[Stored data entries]
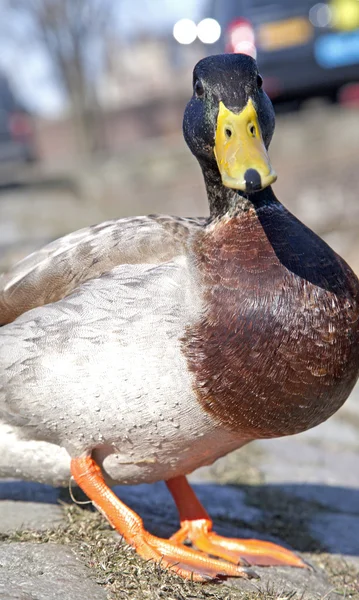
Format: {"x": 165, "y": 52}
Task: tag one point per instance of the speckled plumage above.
{"x": 158, "y": 344}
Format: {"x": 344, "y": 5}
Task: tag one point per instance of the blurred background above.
{"x": 92, "y": 94}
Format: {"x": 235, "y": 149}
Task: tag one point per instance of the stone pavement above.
{"x": 302, "y": 491}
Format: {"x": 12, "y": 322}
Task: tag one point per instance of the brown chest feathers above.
{"x": 277, "y": 350}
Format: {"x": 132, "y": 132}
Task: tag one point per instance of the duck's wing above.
{"x": 60, "y": 267}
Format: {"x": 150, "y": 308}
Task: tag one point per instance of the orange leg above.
{"x": 188, "y": 563}
{"x": 196, "y": 526}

→ **Task to complete**
The answer must be an exact copy of the records, with no pictures in it.

→ **Result**
Format: {"x": 165, "y": 52}
Task: tag one point per instance of the speckled plumage above.
{"x": 158, "y": 344}
Format: {"x": 344, "y": 5}
Task: tag one point per instance of the blurred background above.
{"x": 92, "y": 94}
Format: {"x": 235, "y": 149}
Task: tag one point per instance of the stone pavement above.
{"x": 302, "y": 491}
Format: {"x": 12, "y": 322}
Task: tag one point per instance of the brown chest feathers above.
{"x": 277, "y": 350}
Format: {"x": 132, "y": 132}
Task: tag one point per instance of the duck's wing above.
{"x": 60, "y": 267}
Format: {"x": 150, "y": 308}
Task: tag one point per instance of the orange leg above.
{"x": 188, "y": 563}
{"x": 196, "y": 526}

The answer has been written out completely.